_Exercises_:
#1 Reproduce the passage of the post on imaginal cells starting at "Friday, June 07, 2013" and ending at "intensifying their strength....".
#2 Using the post on imaginal cells, state whether each statement below agrees with it, answering yes or no and quoting the deciding words exactly: (a) After the extract was pasted, red squiggly lines appeared under the word "imaginal." (b) The writer understands "imaginal" to mean "imaginary." (c) The writer offers to help readers who cannot locate the metaphor.

_Document extract_:
----------------

Friday, June 07, 2013

Vibrate and resonate

This post is centered on the following extract, in the context of a caterpillar metamorphosing into a butterfly, from what a popular pop-guru wrote in a book of high credibility.
Jammed together, the imaginal (my emphasis all through) cells begin to share energy and information with one another.  As a result, they begin to vibrate and resonate at the same frequency, intensifying their strength....
As soon as I cut-and-paste the above, the red squiggly lines duly appeared under “imaginal”. That shows the limited imagination of the software. I readily understood what the author could have meant by “imaginal” – not “imaginary”, but real-yet-not-real, about-to-become-real. These “imaginal” and real cells reside side-by-side in the caterpillar as the real caterpillar cells transform themselves into real butterfly cells. “Imaginal” is a half-way house. There is some metaphor residing in this, somewhere. You may locate it, but if you do not, I am not the person to approach.

----------------

(Free-text object descriptions)
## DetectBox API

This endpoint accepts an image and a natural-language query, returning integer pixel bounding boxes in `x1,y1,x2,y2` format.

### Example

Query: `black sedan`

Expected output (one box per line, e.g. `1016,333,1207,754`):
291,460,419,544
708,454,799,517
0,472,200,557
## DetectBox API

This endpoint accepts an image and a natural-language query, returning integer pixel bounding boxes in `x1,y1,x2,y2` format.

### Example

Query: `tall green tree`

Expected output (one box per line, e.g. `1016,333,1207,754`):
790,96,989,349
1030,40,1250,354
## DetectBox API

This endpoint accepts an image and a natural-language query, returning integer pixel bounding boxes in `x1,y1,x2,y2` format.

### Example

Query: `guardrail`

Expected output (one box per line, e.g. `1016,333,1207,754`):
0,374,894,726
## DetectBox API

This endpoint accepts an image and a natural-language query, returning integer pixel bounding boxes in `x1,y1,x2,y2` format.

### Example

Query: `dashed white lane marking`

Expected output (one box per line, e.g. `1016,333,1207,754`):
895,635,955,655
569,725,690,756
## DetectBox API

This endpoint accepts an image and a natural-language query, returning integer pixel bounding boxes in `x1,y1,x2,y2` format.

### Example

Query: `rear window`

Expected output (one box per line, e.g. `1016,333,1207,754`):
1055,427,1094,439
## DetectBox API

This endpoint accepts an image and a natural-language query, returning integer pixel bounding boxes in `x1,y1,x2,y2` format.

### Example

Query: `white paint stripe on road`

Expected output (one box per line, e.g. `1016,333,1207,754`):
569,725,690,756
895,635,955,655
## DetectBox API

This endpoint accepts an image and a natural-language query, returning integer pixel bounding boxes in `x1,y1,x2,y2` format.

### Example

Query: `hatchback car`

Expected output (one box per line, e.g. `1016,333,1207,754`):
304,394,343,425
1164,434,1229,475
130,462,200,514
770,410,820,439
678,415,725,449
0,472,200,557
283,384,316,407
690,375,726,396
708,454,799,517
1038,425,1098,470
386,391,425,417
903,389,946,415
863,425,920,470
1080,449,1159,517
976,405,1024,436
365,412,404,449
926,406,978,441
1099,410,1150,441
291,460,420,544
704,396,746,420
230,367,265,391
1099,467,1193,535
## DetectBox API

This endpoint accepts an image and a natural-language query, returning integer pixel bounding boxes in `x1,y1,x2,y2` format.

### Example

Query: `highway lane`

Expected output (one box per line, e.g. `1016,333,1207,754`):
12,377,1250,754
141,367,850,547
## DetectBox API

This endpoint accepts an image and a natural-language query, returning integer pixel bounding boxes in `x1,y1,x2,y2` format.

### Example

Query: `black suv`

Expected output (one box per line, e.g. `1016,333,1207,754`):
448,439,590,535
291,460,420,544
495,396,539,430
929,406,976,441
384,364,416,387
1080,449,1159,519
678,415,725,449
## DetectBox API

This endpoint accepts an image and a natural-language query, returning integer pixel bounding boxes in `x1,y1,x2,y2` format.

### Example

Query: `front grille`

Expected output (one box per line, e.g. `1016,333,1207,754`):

----------------

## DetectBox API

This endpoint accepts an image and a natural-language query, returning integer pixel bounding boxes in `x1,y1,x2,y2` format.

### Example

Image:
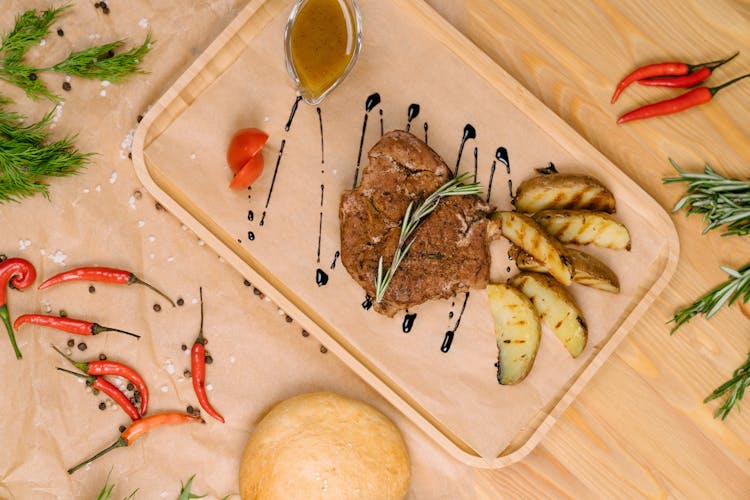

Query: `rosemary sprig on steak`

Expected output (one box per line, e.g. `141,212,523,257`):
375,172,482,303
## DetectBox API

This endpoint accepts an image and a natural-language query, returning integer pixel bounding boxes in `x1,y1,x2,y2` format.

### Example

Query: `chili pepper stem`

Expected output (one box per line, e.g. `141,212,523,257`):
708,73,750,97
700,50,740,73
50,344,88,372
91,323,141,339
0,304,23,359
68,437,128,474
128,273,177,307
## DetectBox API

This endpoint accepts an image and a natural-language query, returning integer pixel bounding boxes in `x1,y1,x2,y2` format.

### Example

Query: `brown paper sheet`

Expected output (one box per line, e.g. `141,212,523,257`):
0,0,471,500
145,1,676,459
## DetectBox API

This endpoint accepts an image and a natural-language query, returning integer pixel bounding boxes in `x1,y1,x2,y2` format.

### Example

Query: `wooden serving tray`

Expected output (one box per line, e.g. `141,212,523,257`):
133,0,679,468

----------------

_Activity answers_:
#1
Friday, June 07, 2013

Vibrate and resonate

This post is centered on the following extract, in the context of a caterpillar metamorphosing into a butterfly, from what a popular pop-guru wrote in a book of high credibility.
Jammed together, the imaginal (my emphasis all through) cells begin to share energy and information with one another.  As a result, they begin to vibrate and resonate at the same frequency, intensifying their strength....

#2
(a) Yes: "As soon as I cut-and-paste the above, the red squiggly lines duly appeared under “imaginal”."
(b) No: "not “imaginary”, but real-yet-not-real, about-to-become-real."
(c) No: "if you do not, I am not the person to approach."